:: YOUR ASSIGNMENT ::
Please give, exactly as they appear below, the line with "Indicate the lens" and every line after it through the final one, and nothing else.

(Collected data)
# # #
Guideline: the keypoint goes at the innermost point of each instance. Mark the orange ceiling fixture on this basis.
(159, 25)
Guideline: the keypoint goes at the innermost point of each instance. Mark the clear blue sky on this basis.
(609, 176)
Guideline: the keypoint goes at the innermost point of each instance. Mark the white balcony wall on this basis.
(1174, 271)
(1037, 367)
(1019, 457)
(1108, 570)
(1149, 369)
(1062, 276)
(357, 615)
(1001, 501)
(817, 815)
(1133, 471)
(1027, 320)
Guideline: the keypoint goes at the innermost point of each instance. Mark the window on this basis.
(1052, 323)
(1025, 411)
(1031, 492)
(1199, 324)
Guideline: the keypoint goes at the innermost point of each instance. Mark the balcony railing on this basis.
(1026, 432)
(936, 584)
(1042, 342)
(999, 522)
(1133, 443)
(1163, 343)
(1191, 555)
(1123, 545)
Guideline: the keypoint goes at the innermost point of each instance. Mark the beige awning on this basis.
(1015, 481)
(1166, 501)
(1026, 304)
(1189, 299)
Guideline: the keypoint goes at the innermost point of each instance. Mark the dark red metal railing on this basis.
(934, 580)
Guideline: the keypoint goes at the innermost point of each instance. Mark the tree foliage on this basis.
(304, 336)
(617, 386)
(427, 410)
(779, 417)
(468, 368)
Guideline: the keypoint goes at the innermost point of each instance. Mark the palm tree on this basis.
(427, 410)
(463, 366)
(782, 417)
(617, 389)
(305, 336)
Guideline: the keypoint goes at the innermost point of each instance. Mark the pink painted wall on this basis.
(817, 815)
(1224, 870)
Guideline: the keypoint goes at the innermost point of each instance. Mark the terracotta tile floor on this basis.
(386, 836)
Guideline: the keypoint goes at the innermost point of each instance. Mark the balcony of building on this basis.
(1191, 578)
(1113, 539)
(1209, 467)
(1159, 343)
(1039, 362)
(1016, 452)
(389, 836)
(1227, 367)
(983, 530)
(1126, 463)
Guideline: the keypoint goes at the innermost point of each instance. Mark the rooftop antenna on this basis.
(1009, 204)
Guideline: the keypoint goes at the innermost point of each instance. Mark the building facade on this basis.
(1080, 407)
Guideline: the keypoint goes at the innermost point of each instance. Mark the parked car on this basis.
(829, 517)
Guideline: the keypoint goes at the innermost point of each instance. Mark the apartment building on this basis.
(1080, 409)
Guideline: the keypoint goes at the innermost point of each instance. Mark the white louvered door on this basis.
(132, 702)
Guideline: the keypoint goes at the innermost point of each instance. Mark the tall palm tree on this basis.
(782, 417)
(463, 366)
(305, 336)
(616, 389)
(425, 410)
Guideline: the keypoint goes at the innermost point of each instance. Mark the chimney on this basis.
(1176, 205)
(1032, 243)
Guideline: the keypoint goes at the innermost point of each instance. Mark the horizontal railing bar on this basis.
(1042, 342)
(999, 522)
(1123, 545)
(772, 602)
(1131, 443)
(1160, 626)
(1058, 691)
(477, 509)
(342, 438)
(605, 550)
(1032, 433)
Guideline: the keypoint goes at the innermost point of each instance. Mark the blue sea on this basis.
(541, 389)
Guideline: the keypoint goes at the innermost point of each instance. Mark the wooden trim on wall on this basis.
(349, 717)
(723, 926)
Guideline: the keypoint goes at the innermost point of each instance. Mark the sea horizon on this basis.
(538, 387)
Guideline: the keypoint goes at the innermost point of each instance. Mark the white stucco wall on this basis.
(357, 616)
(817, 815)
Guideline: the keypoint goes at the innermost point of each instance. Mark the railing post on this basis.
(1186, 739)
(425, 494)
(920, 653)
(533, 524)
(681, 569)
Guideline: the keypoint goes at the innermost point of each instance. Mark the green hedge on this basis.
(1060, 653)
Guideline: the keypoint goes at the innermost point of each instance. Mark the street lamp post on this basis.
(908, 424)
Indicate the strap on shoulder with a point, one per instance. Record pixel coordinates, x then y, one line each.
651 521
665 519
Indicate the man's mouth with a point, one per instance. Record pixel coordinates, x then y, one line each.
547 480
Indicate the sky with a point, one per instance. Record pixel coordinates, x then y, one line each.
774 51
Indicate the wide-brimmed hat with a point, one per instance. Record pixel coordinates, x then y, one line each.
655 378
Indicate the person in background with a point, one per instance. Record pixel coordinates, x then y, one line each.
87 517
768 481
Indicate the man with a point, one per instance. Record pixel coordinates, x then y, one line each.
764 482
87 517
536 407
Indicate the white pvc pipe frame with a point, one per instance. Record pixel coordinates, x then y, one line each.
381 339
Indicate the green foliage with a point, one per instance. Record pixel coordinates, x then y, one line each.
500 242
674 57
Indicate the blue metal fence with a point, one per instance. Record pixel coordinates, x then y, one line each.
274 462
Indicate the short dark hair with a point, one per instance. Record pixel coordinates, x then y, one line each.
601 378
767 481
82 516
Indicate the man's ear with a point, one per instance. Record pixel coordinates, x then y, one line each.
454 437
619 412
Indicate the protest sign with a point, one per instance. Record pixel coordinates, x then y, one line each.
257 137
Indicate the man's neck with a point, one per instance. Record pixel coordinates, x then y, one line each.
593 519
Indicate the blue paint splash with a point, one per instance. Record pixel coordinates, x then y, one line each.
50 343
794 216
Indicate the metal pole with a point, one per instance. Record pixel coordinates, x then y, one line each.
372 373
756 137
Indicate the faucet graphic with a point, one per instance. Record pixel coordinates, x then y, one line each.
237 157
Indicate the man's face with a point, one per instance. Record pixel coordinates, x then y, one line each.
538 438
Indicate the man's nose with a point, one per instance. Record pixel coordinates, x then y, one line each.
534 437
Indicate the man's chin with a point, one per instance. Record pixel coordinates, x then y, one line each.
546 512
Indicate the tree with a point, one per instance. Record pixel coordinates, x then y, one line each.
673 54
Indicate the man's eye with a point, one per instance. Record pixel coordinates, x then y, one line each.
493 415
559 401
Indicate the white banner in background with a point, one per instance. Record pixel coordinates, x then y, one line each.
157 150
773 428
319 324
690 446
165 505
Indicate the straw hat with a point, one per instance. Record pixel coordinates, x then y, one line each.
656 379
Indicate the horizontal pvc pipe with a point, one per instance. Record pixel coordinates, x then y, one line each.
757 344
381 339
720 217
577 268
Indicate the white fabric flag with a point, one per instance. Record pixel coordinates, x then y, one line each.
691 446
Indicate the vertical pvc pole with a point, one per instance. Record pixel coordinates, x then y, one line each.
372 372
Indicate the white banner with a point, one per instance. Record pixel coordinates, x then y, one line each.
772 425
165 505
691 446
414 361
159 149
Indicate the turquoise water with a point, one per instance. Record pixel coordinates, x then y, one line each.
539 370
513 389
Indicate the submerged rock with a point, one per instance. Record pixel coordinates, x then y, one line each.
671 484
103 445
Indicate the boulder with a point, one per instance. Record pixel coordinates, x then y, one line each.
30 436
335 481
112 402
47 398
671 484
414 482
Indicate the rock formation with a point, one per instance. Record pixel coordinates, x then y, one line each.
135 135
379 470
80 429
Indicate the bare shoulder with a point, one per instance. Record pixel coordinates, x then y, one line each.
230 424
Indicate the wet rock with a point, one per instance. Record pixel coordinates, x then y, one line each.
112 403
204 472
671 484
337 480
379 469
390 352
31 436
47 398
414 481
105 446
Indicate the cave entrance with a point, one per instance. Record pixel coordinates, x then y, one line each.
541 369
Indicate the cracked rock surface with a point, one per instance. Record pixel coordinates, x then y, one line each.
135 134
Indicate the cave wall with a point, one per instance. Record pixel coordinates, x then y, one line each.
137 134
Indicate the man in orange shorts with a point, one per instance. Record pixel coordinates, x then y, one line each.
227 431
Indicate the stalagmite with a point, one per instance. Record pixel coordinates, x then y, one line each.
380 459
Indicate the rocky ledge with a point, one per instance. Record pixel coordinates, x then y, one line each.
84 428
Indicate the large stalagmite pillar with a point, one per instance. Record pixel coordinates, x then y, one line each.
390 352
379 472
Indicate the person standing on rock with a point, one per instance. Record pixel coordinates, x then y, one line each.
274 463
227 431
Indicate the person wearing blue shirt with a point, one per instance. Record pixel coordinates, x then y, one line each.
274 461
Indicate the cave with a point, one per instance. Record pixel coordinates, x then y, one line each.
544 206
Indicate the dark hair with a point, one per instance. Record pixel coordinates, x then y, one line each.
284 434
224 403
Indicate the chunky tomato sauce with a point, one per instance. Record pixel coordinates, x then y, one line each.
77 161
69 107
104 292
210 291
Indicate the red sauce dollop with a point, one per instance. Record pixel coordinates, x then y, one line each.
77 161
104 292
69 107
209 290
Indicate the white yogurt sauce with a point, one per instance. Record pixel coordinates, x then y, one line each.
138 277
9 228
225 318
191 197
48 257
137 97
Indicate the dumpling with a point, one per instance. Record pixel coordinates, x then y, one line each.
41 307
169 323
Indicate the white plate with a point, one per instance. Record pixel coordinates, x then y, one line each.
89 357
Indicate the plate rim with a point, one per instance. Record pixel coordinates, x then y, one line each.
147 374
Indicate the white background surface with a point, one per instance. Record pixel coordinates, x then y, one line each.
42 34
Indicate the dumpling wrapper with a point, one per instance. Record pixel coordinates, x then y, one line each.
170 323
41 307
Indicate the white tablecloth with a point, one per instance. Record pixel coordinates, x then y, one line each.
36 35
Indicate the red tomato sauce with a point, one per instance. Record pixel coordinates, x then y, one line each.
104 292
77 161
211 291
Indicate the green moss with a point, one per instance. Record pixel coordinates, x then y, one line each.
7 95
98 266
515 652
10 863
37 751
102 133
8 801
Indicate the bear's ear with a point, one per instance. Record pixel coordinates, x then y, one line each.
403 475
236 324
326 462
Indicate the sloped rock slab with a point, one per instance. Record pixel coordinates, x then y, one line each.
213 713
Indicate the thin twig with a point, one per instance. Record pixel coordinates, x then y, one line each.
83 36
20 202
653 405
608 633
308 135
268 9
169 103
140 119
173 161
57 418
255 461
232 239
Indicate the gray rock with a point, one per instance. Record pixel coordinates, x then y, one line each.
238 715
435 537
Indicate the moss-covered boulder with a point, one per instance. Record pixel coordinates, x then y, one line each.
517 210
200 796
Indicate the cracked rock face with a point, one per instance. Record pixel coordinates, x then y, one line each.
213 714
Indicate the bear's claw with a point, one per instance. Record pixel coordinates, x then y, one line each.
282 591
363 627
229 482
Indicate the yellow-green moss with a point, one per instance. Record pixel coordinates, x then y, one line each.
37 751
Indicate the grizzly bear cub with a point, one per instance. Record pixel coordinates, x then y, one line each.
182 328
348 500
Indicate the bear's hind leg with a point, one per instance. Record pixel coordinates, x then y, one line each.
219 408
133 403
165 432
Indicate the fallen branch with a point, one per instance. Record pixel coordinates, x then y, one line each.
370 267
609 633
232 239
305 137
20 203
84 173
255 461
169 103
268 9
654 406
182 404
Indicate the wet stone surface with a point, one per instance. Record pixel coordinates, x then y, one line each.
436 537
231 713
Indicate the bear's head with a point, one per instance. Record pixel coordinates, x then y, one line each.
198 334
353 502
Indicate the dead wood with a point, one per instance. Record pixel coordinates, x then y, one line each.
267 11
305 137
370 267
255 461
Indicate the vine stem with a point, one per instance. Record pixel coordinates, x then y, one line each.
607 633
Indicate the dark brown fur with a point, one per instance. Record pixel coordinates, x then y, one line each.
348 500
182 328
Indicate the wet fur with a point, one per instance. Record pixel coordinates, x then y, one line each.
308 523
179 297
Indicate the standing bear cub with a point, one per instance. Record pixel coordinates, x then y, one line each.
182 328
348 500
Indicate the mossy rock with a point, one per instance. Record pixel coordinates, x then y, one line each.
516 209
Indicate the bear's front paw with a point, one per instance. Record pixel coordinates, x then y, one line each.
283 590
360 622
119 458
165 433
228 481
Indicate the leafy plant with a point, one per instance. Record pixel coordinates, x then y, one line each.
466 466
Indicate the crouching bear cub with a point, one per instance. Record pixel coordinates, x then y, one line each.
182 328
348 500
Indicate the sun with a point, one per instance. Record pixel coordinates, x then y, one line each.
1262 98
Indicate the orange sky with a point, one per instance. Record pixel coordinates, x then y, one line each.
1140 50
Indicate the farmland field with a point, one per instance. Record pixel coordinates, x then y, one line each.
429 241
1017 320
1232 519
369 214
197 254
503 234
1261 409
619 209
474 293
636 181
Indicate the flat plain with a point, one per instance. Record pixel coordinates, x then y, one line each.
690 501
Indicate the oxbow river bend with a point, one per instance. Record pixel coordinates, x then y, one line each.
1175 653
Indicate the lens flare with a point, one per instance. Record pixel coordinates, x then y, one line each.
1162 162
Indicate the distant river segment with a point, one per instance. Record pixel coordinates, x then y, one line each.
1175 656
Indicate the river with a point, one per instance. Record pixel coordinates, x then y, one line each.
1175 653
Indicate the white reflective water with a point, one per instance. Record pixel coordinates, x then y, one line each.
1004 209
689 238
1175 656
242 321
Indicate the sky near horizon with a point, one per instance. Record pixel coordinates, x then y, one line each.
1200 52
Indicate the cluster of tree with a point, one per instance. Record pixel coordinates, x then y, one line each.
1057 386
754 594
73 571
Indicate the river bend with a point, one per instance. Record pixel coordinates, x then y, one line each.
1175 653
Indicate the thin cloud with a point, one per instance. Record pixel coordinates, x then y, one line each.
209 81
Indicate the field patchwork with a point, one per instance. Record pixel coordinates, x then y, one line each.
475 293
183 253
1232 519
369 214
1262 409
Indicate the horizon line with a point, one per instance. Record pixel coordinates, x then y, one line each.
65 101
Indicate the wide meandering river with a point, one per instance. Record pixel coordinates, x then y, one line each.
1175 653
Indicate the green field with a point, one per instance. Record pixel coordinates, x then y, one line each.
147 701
# # #
:: SOLUTION FOR THIS PROBLEM ::
Indicate the lens flare with a point, one per instance. Record pixel coordinates, x then y, one line each.
1162 162
Indicate the distant river segment with a point, one per instance. Record pixel coordinates, x then y, one line each.
1175 656
Indicate the river with a point, one per instance. Record pixel coordinates, x then y, one line each.
1175 653
Indicate the white reflective water with a point, one per instance. Record pixel coordinates, x then y, one line each.
1004 209
689 238
1175 656
242 321
Indicate the sky near horizon with a point, one per instance. Record pixel coordinates, x then y, one line each.
1200 52
Indicate the cluster of tree with a point, one per instance. Record pixel coordinates, x then y, one line each.
1057 386
754 594
73 571
Indicate the river bend with a point, one per instance. Record pixel coordinates, x then y, one line each.
1175 653
Indicate the thin cloud with a point, one per instance. Record pixel coordinates, x then y, one line each.
209 81
Indicate the field patchwork with a point, one per instance. Record pixel coordinates, x then y, one line each.
475 293
183 253
1232 519
369 214
1262 409
Indicate the horizon line with a point, one per instance. Record pixel coordinates, x then y, one line each.
65 101
Indicate the wide meandering river with a point, one per instance. Record pixel coordinates, x then y, one line each.
1175 653
Indicate the green field with a point, one per instance. Record pixel coordinates, x then y, one line each.
147 701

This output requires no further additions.